Entries from a point annotation set:
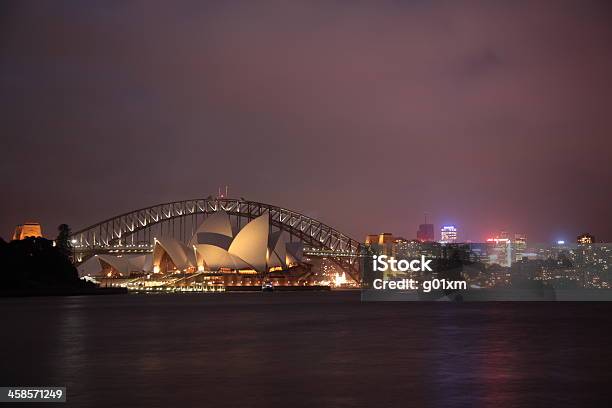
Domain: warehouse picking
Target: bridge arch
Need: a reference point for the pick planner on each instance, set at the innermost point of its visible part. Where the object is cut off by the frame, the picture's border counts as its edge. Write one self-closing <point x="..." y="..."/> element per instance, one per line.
<point x="136" y="229"/>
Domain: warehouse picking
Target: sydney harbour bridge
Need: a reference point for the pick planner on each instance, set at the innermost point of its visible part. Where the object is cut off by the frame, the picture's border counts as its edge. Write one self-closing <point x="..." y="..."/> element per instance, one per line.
<point x="134" y="232"/>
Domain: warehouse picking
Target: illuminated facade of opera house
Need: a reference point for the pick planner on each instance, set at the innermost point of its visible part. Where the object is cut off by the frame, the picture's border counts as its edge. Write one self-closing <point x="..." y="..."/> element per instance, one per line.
<point x="216" y="250"/>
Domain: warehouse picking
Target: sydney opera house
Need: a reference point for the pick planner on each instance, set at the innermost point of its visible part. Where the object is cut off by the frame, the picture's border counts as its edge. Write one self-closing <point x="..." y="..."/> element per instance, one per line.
<point x="216" y="249"/>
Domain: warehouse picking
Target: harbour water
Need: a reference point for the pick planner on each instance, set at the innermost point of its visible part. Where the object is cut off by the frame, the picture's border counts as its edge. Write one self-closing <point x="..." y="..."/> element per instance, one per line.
<point x="306" y="349"/>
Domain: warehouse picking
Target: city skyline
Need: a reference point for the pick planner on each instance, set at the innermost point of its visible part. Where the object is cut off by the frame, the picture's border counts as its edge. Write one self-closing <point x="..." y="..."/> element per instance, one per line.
<point x="362" y="116"/>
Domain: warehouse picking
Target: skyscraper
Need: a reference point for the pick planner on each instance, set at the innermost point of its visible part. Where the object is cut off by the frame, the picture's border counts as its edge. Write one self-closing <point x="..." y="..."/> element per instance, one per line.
<point x="585" y="239"/>
<point x="425" y="233"/>
<point x="519" y="246"/>
<point x="448" y="234"/>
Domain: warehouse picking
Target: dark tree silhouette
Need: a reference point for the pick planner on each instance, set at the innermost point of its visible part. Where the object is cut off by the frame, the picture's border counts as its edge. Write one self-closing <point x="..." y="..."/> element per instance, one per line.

* _What is being asked_:
Quote in full the listing given above; the images are to be left out.

* _Full answer_:
Domain: warehouse picking
Target: bridge arch
Need: a reference point for the pick planner on each instance, set at the innermost point of its visible part. Where the object is cut off by the frame, the picture's border counts as its edge. Write one self-closing <point x="..." y="..."/> element per instance, one per line.
<point x="136" y="229"/>
Domain: warehouse picking
Target: sydney harbour bridge
Need: a reference point for the pick planner on each instance, set at the innermost point of its visible part. Where the object is cut off by the frame, the picture's border counts as its edge. Write one self-closing <point x="..." y="..."/> element per instance, one per line.
<point x="134" y="232"/>
Domain: warehouse picking
Target: illuminated facade of opera house
Need: a reference point for the pick planner on each instance, set at the innermost point of its visible part. Where the object is cut off by the frame, the picture's border counts as its edge. Write one self-closing <point x="..." y="..."/> element per instance, one per line.
<point x="216" y="250"/>
Domain: warehouse picking
Target: sydney opera house
Need: a reference point for the pick planner on each instance, set at the innermost point of its visible part. Where the object is cut off by the frame, the picture's border counts as its edge. Write one self-closing <point x="..." y="..."/> element per instance, one per line.
<point x="216" y="249"/>
Domain: warehouse picking
Target: harbour water
Need: a reference point for the pick planner on each instance, set at the innermost point of its visible part. Where the object is cut off by the frame, the picture's border counts as its edge. Write one self-closing <point x="..." y="..."/> element per instance, one per line.
<point x="306" y="349"/>
Domain: warehouse picking
Target: city skyline
Need: a reference point for the pick planner on each instance, set at the innermost point of its visible part. Where the object is cut off by the frame, the picture's border counts as its edge. Write one self-closing <point x="..." y="..."/> element per instance, one per line.
<point x="362" y="116"/>
Domain: warehouse picking
Target: skyscraper
Need: a reference point for the pick planner on each instance, set at the innermost point of its visible part. Where the object is cut off by the frame, the picture's border counts as its edge. Write one self-closing <point x="..." y="..."/> element per instance, one per line.
<point x="585" y="239"/>
<point x="425" y="233"/>
<point x="519" y="246"/>
<point x="448" y="234"/>
Domain: warehouse picking
Target: dark tree silhouette
Need: a reference point for the pick planner on each instance, set at the innermost point of its visible part. Where the object is cut off by the frame, the picture's border counts as its edge. Write one self-closing <point x="..." y="..."/> element per instance, one per line.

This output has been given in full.